### TASKS TO PERFORM
[1] Answer from the Wiki labels work log entry:
(a) Who asked for the check on tasks lacking labels?
(b) What count does the query output give for azwiki?
(c) What does the log say caused the many duplicate labels for enwiki?
[2] Carry on the Wiki labels work log entry from its final sentence.

### PASSAGE TO READ
════════
Research talk:Revision scoring as a service/Work log/2015-07-22
Latest comment: 9 years ago by EpochFail in topic Wednesday, July 22, 2015
Wednesday, July 22, 2015
editWhite Cat asked me to check how many task lacked any labels for our ongoing Wiki labels campaigns.
wikilabels=> SELECT campaign.id, wiki, COUNT(*) FROM campaign INNER JOIN task ON campaign_id = campaign.id LEFT JOIN label ON task_id = task.id WHERE task_id IS NULL GROUP BY campaign.id, wiki; id | wiki | count ----+--------+------- 4 | enwiki | 602 9 | frwiki | 19949 6 | fawiki | 261 3 | ptwiki | 4 5 | trwiki | 1546 8 | azwiki | 20000 7 | ptwiki | 1058 (7 rows)
It looks like we have a lot of duplicate labels for enwiki due to running the auto-labeling after people got started with labeling.
Let's check how much energy we wasted (also autolabeling we'll be able to check).
════════
### DATA PROVIDED
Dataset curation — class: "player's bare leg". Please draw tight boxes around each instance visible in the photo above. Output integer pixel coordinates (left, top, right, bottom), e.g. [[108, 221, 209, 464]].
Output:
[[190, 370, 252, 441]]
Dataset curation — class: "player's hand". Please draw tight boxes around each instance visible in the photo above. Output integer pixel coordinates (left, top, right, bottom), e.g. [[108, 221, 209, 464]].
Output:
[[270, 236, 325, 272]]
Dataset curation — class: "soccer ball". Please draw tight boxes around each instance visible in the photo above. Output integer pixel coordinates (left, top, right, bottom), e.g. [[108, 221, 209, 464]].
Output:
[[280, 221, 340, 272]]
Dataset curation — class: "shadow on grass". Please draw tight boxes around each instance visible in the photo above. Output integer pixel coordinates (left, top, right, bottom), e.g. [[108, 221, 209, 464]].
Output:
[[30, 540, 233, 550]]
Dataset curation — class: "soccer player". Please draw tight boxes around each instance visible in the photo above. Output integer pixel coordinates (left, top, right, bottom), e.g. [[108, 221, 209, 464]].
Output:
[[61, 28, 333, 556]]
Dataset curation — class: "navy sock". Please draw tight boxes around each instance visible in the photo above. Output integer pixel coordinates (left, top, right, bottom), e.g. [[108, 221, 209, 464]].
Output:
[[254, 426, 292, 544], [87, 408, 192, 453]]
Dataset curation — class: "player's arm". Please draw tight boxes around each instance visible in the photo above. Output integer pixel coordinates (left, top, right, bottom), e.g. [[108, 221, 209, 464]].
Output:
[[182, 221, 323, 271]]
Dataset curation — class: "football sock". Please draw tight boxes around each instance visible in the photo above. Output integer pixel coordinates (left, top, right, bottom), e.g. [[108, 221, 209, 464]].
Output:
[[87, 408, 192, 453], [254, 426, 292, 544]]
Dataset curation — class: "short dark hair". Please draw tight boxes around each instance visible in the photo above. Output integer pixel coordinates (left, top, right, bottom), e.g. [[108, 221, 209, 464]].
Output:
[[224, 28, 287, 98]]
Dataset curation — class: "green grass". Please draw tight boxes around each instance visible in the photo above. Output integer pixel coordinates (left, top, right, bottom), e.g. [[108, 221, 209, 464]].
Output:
════════
### EXERCISE ANSWERS
[1]
(a) White Cat
(b) 20000
(c) Running the auto-labeling after people got started with labeling

[2]
wikilabels=> SELECT wiki, SUM(CAST(labels > 1 AS INT)) FROM (SELECT wiki, task_id, COUNT(label.*) AS labels FROM campaign INNER JOIN task ON campaign_id = campaign.id LEFT JOIN label ON task_id = task.id WHERE task_id IS NOT NULL GROUP BY wiki, task_id) AS foo GROUP BY wiki; wiki | sum --------+----- enwiki | 702 fawiki | 187 frwiki | 0 ptwiki | 285 trwiki | 57 (5 rows)
So in enwiki, we got 702 human labels that we didn't need to finish the campaign due to autolabeling. --EpochFail (talk) 14:52, 22 July 2015 (UTC)